>> Begin Reading passage
Milk Makeup Founders on the Brand’s Next Chapter
Mazdack, Zanna and Georgie show us around their new headquarters in Soho while discussing their new sustainability initiatives.
Mazdack, Zanna and Georgie show us around their new headquarters in Soho while discussing their new sustainability initiatives.
The insanely popular clean beauty brand, Milk Makeup, has moved to Soho. Flooded with natural light and saturated with artwork that previously exhibited at Milk Studios, the new space is designed by FOOD New York, an agency who has designed spaces for Off-White, Yeezy Studio and MoMA. When you first emerge from the elevators, you are greeted by a large granite lobby complete with electric blue wired chairs, leafy green plants and marble table tops. This lobby resembles an outdoor plaza, as Co-Founder and Chief Brand Officer Mazdack Rassi put it.
“The idea of this plaza – we call it Milk Plaza – is that it looks like an outside park plaza where you can hang out,” Mazdack explains. “Milk Studios was always about the emerging and established next generation coming in and meeting.”
>> End Reading passage
### [The problem]
Reproduce the passage of the Milk Makeup article above that lies between "The insanely popular" and "Rassi put it.", inclusive.
>> Begin Data
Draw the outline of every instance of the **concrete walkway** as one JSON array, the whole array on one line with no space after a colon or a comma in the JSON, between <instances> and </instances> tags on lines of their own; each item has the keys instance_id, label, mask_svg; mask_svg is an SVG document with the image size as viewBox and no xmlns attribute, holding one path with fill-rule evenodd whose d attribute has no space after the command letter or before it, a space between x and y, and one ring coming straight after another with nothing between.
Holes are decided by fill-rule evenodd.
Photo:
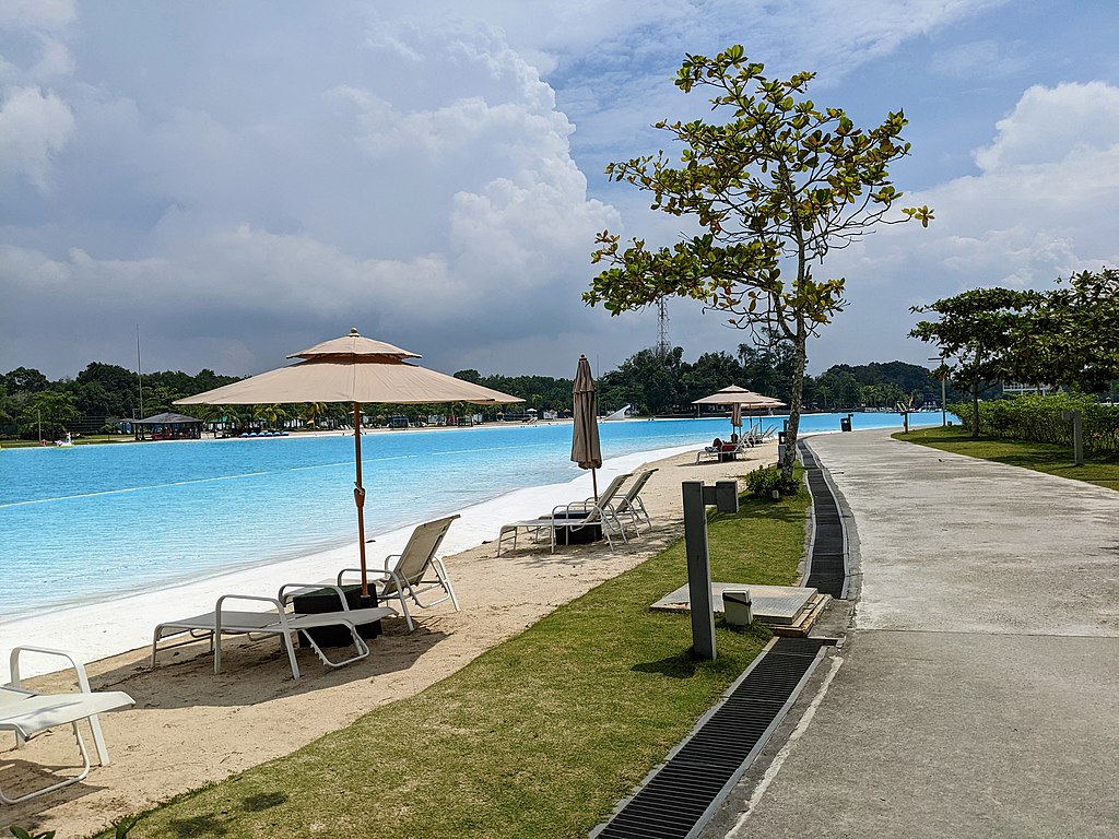
<instances>
[{"instance_id":1,"label":"concrete walkway","mask_svg":"<svg viewBox=\"0 0 1119 839\"><path fill-rule=\"evenodd\" d=\"M1119 493L810 440L852 625L704 837L1119 837Z\"/></svg>"}]
</instances>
>> End Data
### [In response]
The insanely popular clean beauty brand, Milk Makeup, has moved to Soho. Flooded with natural light and saturated with artwork that previously exhibited at Milk Studios, the new space is designed by FOOD New York, an agency who has designed spaces for Off-White, Yeezy Studio and MoMA. When you first emerge from the elevators, you are greeted by a large granite lobby complete with electric blue wired chairs, leafy green plants and marble table tops. This lobby resembles an outdoor plaza, as Co-Founder and Chief Brand Officer Mazdack Rassi put it.